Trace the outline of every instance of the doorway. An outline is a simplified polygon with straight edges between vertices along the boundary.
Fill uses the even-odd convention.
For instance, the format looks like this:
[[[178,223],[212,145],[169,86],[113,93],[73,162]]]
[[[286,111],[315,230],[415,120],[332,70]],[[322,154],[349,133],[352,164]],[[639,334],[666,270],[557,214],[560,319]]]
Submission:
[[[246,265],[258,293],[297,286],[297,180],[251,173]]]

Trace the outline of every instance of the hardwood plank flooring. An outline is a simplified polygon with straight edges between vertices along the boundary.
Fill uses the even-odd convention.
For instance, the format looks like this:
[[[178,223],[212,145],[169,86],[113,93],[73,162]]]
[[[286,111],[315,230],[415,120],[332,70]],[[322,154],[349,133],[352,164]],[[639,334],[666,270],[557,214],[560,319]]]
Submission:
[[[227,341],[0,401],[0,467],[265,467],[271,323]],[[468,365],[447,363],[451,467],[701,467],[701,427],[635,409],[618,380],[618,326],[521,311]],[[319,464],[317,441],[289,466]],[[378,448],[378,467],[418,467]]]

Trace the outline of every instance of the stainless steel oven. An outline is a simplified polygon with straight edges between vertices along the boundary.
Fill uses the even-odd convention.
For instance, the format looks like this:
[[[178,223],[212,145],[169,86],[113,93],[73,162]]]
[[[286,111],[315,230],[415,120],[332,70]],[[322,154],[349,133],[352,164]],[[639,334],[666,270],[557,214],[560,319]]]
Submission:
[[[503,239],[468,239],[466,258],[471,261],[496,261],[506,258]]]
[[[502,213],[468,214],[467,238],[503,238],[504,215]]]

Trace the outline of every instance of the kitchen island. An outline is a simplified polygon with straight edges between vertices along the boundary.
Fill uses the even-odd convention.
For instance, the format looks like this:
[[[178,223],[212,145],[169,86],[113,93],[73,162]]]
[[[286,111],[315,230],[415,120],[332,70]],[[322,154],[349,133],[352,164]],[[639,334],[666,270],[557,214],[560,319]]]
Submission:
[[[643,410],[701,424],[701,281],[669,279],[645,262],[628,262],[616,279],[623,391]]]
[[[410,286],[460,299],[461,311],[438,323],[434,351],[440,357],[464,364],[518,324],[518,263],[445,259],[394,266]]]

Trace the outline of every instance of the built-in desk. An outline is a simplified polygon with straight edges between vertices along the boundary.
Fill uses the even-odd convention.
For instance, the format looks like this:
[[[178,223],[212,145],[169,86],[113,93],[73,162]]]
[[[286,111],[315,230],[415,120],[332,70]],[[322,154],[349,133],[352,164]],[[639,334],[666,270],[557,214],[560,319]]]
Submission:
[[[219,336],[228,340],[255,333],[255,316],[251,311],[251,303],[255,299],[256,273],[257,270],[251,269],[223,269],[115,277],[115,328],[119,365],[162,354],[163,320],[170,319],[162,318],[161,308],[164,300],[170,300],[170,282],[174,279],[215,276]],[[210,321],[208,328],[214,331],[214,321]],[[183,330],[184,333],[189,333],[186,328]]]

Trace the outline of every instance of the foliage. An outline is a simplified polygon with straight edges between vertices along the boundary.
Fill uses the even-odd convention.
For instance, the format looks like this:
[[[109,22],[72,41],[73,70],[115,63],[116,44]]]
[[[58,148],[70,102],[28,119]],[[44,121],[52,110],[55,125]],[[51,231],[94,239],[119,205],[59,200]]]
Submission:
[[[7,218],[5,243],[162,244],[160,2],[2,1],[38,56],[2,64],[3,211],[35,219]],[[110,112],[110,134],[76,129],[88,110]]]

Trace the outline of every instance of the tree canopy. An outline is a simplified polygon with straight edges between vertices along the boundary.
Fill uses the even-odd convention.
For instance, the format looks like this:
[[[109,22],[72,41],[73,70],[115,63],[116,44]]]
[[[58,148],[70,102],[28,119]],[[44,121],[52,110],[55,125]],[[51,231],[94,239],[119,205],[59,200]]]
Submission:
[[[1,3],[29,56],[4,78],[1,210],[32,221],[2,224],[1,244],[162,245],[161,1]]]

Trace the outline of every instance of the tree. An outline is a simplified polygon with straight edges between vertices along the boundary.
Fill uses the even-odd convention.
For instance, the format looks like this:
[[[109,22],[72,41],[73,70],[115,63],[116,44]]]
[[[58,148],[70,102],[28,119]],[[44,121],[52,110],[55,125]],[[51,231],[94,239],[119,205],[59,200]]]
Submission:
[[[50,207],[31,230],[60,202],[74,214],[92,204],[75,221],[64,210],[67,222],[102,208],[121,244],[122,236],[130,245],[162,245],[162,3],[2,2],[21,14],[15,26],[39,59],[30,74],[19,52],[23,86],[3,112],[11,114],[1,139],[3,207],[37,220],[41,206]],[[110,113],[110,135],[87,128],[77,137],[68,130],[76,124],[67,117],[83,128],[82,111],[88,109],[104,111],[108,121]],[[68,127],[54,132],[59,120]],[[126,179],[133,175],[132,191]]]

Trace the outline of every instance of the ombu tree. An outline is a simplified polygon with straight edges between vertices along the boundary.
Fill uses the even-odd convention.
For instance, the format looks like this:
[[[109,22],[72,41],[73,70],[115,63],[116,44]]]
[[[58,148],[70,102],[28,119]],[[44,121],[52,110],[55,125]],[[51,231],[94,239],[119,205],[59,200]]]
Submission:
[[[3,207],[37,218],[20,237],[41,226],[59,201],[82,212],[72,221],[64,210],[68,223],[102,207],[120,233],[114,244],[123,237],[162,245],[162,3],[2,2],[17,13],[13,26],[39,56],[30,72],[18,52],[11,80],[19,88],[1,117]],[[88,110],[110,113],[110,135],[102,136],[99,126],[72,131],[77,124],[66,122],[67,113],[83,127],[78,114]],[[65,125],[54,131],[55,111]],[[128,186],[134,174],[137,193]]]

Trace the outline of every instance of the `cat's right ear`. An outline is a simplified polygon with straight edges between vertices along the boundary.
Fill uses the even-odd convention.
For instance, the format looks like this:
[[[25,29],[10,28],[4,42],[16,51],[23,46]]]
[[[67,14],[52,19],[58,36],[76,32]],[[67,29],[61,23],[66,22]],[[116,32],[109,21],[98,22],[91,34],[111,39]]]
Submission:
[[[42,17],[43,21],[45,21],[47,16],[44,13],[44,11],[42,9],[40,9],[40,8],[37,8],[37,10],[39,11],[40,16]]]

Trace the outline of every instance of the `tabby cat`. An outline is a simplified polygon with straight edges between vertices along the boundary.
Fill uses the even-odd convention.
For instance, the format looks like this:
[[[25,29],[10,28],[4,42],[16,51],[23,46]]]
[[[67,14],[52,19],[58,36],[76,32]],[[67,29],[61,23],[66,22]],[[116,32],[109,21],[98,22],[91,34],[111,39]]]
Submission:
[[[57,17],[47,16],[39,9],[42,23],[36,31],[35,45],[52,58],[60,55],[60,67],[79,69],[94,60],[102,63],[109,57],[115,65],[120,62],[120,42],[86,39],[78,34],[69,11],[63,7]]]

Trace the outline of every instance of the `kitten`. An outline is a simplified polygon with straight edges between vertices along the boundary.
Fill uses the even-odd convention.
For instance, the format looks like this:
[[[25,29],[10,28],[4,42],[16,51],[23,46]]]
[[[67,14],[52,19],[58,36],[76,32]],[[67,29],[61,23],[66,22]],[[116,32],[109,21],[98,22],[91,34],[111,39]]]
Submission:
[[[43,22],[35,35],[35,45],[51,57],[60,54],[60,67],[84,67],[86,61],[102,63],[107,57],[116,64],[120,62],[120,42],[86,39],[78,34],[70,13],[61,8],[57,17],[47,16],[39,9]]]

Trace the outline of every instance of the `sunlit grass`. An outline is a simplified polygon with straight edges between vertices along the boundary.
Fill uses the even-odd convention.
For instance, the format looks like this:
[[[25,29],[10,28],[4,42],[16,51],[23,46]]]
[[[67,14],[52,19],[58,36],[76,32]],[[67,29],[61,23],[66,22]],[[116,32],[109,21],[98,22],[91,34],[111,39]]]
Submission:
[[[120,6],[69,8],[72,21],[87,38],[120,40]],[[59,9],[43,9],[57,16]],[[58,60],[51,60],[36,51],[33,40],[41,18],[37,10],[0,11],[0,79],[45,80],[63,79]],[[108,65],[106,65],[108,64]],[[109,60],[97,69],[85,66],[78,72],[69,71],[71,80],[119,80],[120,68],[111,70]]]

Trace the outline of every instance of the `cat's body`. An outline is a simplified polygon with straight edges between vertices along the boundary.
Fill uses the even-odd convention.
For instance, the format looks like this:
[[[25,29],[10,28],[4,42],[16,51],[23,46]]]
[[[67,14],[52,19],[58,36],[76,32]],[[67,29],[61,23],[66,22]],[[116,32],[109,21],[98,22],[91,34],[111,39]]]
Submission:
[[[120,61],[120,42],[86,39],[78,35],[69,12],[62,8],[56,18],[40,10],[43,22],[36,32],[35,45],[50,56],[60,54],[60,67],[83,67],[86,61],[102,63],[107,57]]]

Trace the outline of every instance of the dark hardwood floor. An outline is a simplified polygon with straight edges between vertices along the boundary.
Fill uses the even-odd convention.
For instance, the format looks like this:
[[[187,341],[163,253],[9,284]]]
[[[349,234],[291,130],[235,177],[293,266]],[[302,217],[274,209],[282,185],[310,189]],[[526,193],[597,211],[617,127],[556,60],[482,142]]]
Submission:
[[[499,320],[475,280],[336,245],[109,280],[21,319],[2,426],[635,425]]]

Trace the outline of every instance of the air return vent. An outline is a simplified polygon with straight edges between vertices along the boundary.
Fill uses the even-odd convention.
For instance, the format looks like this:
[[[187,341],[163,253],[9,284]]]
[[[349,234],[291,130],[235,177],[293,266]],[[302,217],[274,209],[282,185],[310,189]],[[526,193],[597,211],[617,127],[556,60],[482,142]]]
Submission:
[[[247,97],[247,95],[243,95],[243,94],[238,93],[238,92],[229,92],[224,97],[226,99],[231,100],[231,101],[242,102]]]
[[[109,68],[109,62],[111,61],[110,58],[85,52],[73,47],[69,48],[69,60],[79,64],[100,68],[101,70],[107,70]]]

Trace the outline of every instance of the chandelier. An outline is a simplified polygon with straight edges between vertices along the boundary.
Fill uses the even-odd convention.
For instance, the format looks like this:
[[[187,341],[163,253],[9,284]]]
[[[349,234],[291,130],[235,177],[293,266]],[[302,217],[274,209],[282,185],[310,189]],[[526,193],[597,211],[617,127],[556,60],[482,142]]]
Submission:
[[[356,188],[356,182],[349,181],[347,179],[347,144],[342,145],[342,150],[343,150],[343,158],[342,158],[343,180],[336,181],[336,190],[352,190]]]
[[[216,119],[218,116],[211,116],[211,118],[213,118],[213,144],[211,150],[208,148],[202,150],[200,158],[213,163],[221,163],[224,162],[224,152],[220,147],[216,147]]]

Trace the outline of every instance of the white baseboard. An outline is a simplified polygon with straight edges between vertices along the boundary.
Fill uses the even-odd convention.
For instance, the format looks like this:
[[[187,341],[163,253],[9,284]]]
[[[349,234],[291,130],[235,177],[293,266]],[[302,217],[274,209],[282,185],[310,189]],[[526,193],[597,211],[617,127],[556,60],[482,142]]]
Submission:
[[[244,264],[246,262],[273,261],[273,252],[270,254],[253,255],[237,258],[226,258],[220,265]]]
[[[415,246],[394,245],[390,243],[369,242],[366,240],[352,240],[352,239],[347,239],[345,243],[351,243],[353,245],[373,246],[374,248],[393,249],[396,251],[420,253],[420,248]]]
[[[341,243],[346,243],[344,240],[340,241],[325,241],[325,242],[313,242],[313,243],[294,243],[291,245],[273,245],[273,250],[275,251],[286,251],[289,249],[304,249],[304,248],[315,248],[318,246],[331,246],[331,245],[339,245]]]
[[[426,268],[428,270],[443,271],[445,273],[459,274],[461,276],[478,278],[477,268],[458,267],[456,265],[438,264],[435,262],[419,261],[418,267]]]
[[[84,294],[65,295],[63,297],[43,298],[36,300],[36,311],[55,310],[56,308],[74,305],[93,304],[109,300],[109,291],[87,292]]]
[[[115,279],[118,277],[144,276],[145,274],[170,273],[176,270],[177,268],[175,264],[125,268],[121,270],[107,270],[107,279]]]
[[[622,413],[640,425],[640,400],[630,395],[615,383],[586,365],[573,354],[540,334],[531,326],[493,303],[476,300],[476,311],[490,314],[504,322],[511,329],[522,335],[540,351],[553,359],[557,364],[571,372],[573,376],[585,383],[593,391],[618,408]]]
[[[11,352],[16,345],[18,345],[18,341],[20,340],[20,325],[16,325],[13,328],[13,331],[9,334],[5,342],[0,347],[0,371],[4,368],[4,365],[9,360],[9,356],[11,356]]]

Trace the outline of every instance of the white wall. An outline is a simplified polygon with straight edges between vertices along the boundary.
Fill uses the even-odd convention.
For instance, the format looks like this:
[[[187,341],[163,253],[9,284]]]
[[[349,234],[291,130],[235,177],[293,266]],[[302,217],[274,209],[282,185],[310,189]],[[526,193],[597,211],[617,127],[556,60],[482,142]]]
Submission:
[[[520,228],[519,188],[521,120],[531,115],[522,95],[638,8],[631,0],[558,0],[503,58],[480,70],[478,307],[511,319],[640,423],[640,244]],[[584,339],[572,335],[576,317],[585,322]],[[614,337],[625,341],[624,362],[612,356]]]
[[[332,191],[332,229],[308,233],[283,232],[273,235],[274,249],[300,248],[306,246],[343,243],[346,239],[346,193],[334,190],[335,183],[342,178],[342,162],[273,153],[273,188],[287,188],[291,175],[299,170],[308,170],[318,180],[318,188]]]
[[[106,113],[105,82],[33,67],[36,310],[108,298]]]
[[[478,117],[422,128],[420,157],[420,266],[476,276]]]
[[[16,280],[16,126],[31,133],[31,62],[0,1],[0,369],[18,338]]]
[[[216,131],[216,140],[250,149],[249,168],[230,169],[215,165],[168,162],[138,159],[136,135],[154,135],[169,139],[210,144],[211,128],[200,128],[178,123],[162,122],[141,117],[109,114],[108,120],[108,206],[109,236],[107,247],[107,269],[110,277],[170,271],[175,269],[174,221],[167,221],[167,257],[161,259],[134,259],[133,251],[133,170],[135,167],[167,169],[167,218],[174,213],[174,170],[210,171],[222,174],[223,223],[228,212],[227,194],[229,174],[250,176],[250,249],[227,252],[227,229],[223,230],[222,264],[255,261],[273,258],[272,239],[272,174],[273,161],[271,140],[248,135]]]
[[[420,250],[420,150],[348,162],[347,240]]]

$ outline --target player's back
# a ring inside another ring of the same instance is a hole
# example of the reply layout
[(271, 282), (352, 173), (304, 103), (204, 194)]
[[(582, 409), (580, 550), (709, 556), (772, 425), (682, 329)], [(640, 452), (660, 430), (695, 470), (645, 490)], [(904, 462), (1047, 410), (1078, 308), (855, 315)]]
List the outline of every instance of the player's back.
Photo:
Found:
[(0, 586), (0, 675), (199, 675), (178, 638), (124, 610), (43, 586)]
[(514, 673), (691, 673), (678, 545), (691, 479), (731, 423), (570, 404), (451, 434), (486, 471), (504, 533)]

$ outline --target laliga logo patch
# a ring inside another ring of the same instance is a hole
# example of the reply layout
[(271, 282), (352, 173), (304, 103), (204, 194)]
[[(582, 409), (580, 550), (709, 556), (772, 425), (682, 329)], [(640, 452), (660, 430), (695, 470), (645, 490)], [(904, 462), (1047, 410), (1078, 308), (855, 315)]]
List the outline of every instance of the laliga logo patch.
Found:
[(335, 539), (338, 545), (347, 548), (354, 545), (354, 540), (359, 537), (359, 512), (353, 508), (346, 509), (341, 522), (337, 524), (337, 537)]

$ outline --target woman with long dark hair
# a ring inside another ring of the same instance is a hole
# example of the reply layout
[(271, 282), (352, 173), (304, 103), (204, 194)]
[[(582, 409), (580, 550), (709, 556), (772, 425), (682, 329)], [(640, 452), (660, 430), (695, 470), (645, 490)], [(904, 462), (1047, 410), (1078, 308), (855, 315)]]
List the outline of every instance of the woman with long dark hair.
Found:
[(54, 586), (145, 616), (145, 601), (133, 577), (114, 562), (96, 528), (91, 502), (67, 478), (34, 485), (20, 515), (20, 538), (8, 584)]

────────────────

→ Stated task
What are the lines from the one with "--target woman with long dark hair" through the last line of the records above? Quote them exactly and add nothing.

→ Finished exercise
$ outline --target woman with long dark hair
# a ring inside another ring of the same instance is a hole
# example of the reply layout
[(271, 282), (352, 173), (304, 103), (204, 194)]
[[(582, 409), (580, 550), (709, 556), (772, 425), (682, 329)], [(640, 452), (660, 430), (695, 470), (645, 490)], [(904, 462), (1047, 410), (1078, 308), (855, 315)]]
List the outline of every instance of the woman with long dark hair.
Found:
[(54, 586), (145, 616), (145, 601), (133, 577), (114, 562), (96, 528), (91, 502), (67, 478), (34, 485), (20, 515), (20, 538), (8, 584)]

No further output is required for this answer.